Could you write out the records below exactly as they appear?

** begin **

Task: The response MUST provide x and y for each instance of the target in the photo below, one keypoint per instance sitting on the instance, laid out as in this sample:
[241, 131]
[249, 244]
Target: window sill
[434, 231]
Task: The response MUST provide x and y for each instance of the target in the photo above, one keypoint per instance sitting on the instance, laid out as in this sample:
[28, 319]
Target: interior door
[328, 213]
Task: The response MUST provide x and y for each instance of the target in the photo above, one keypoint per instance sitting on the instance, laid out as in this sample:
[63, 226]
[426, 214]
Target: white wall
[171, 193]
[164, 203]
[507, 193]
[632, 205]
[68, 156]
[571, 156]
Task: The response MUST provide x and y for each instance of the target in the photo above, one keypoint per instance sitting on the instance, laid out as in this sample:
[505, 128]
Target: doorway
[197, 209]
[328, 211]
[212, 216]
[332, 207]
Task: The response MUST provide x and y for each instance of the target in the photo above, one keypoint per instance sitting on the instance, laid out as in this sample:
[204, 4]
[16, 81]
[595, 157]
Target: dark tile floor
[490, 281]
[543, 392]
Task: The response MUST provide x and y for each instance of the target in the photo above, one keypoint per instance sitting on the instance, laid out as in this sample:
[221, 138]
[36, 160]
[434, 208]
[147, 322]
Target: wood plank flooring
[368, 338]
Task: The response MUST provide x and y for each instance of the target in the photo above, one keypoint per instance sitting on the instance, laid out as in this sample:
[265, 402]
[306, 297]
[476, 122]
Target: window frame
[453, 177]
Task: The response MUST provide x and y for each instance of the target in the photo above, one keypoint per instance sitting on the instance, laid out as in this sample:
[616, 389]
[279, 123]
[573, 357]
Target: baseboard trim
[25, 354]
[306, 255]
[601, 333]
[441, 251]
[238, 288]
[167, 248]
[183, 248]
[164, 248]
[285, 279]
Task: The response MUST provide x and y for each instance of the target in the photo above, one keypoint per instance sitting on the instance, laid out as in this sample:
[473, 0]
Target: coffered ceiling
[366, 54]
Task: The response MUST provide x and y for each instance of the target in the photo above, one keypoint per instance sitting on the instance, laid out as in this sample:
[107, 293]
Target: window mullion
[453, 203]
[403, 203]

** end **

THE ANSWER |
Task: The response MUST provide x and y for each instance of the target in the photo below, one keypoint per instance sitting on the instance, laid out as in this sample:
[241, 131]
[249, 244]
Target: window sill
[434, 231]
Task: The response MUST provide x and y for each instance of the target in the photo above, one keypoint per instance sitting on the instance, laid out as in this sample:
[28, 319]
Target: interior door
[328, 213]
Task: The response MUST provide x and y for each instance of the target in the photo above, one keypoint per instance sitting on the instance, laid out as in this sample:
[63, 226]
[426, 214]
Target: white wall
[171, 193]
[164, 203]
[507, 193]
[632, 205]
[68, 156]
[571, 156]
Task: The response MUST provide x and y for each instance of the target in the photo above, one keypoint per instance sitting on the instance, laid out as in this sample:
[505, 128]
Target: doorway
[197, 209]
[328, 211]
[212, 216]
[332, 207]
Task: The response MUST provide x and y for each instance of the target in the photo above, one keypoint per instance sitting on the instance, laid out as in this sample:
[204, 4]
[16, 81]
[595, 157]
Target: dark tile floor
[490, 281]
[543, 392]
Task: The response MUST provide x and y for each instance of the target in the photo above, one keypoint per instance sitting on the instance, laid out as in this sample:
[221, 138]
[36, 160]
[434, 208]
[147, 322]
Target: wood plank flooring
[368, 338]
Task: The response MUST provide x and y for each instance of the target in the photo above, one keypoint per instance sitting on the instance, laid out as in this sample:
[265, 402]
[306, 297]
[476, 122]
Target: window frame
[453, 177]
Task: The response MUST provide x and y for each instance of the target in the photo above, one keypoint per instance sitting on the instance, laid out as in this sample:
[616, 389]
[279, 123]
[573, 357]
Target: baseboard trim
[25, 354]
[306, 255]
[601, 333]
[441, 251]
[238, 288]
[167, 248]
[183, 248]
[164, 248]
[285, 279]
Task: The response MUST provide x and y for each instance of the target in the photo above, one keypoint per instance sitting on the instance, laid out as in this sample:
[473, 0]
Target: coffered ceiling
[366, 54]
Task: The response MUST provide x and y for each instance of the target in the photo above, one keypoint per instance sitting on the instance, laid out as in this sample:
[107, 293]
Target: window mullion
[453, 203]
[403, 203]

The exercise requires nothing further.